[Dataset excerpts]
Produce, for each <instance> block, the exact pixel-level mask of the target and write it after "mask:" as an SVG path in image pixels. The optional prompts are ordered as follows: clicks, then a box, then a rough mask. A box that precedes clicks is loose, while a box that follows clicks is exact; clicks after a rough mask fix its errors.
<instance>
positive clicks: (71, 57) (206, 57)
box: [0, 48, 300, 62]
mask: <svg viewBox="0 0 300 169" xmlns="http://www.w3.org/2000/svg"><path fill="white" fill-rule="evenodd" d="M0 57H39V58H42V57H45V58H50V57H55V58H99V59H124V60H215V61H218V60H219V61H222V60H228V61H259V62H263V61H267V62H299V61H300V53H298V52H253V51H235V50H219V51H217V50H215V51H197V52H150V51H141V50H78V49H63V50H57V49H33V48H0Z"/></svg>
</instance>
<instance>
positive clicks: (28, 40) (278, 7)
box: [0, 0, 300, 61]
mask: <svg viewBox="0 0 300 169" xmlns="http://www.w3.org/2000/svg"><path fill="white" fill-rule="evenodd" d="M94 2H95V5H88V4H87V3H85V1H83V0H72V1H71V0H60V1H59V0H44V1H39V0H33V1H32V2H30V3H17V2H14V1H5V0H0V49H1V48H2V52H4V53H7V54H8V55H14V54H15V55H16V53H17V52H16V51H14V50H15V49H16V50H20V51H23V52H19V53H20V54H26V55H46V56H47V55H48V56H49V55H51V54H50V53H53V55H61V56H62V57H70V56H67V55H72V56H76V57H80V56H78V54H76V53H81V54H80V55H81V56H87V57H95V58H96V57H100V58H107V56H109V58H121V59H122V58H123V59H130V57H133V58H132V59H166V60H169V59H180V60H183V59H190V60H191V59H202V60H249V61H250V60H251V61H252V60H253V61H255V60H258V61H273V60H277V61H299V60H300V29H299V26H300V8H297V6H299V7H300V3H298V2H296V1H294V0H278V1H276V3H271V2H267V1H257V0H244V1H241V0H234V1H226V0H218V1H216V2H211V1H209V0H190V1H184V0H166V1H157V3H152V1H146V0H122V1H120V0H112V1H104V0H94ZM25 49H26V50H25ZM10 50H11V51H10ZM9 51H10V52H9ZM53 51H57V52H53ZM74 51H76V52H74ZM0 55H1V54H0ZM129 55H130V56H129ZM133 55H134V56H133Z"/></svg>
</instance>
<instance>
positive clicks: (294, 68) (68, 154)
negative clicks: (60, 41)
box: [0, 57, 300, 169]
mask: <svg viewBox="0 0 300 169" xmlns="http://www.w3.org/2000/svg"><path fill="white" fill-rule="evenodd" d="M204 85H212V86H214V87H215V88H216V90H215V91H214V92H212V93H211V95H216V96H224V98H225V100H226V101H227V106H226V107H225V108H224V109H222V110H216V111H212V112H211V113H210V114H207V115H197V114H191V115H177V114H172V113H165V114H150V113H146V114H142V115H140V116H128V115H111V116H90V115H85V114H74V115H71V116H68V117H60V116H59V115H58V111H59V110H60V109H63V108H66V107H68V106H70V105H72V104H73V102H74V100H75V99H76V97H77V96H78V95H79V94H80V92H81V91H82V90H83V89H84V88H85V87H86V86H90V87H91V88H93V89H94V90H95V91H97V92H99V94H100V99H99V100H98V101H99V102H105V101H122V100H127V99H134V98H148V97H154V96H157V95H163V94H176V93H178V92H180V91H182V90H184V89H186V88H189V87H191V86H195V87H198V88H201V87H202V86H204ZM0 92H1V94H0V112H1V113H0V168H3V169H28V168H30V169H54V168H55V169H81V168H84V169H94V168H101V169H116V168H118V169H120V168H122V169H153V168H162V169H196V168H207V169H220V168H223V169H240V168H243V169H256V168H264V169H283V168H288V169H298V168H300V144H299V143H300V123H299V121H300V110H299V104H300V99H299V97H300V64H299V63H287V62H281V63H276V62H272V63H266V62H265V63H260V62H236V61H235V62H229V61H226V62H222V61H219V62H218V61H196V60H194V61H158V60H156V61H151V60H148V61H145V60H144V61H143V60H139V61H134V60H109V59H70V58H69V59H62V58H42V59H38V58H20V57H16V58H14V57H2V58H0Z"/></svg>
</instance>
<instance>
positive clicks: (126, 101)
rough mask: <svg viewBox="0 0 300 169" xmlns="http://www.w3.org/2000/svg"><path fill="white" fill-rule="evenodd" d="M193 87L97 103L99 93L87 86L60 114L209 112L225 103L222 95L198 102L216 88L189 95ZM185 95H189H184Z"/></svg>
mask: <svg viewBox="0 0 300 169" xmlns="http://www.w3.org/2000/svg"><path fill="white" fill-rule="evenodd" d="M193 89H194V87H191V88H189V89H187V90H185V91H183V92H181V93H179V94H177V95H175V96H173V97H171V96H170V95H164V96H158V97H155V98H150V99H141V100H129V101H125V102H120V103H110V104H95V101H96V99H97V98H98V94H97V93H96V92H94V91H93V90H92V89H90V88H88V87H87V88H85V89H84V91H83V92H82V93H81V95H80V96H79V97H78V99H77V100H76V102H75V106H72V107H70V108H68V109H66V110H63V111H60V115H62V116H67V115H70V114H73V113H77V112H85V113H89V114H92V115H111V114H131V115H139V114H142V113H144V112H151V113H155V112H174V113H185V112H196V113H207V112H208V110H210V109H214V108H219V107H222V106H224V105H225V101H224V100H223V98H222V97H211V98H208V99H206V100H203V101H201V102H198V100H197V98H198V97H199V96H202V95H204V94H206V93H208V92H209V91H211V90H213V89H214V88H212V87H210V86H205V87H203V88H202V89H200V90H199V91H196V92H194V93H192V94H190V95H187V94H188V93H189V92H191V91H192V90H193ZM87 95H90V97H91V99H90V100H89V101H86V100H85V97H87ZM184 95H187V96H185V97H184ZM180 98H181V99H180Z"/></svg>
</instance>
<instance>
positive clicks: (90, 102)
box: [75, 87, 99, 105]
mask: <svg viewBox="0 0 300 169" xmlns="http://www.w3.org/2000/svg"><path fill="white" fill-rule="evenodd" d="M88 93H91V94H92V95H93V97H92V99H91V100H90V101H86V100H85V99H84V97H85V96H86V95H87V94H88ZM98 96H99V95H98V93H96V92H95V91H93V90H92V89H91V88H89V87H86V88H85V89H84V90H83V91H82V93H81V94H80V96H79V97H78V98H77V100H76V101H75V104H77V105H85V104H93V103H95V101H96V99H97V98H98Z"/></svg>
--
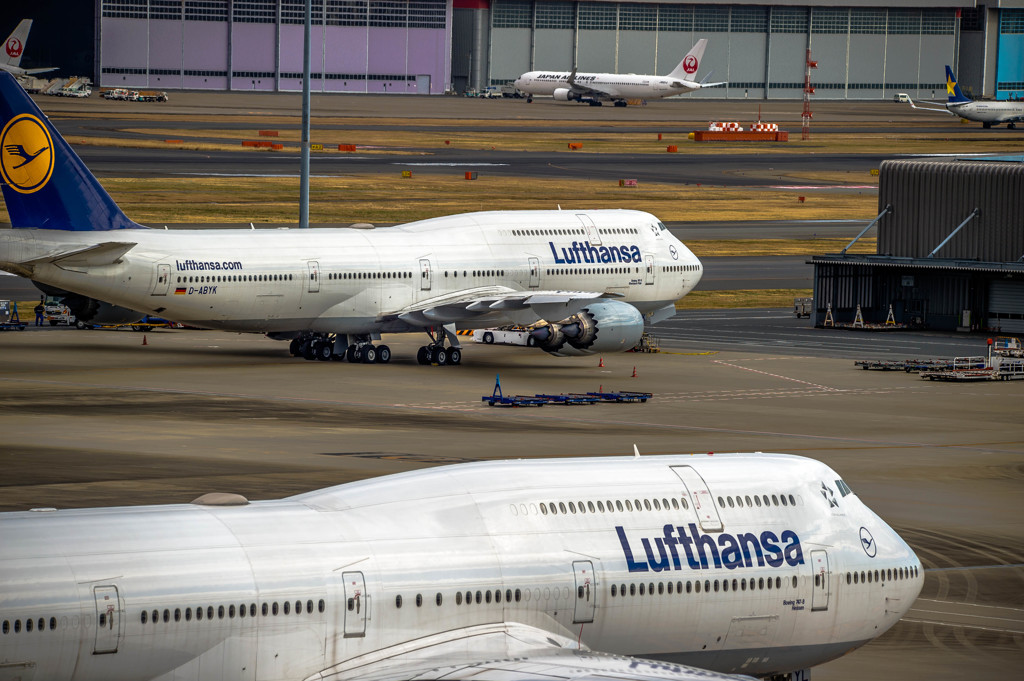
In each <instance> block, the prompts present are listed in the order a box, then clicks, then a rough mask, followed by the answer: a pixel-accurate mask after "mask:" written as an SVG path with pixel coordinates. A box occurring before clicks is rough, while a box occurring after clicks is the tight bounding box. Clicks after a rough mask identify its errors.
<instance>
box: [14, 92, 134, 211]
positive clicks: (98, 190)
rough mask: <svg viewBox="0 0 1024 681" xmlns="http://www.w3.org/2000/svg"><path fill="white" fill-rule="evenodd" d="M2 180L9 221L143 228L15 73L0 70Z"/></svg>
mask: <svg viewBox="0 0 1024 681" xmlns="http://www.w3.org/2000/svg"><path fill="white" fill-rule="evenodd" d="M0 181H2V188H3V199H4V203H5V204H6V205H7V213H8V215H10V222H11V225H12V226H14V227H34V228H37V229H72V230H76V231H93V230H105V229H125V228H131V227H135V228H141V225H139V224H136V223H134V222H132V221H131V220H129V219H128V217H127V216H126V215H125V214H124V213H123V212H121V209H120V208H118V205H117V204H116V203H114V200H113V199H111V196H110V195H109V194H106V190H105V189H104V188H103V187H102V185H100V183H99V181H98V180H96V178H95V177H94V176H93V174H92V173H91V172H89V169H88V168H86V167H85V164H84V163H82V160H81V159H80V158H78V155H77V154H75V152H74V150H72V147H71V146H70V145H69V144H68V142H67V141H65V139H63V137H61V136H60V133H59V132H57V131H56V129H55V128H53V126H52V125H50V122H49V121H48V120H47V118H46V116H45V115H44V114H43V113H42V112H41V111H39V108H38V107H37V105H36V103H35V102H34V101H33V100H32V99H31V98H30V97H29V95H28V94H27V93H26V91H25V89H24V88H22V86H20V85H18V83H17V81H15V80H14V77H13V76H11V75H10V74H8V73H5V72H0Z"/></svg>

* **What to produce**:
Reproduce verbatim the lines of the data from the line containing "Produce, for each" through the line containing "box: [0, 48, 300, 62]", including both of those lines.

* **Answer area**:
Produce, for each <instance> block, the exact pixel-level mask of the target and write it after "mask:" as an SVG path in image pixels. The optional prompts are ordered as follows: clicks, then a box, then a rough mask. A box that precedes clicks is loose, while a box that follows clicks is exact; clicks after a rough mask fix its errors.
<instance>
positive clicks: (71, 57) (206, 57)
box: [0, 48, 300, 62]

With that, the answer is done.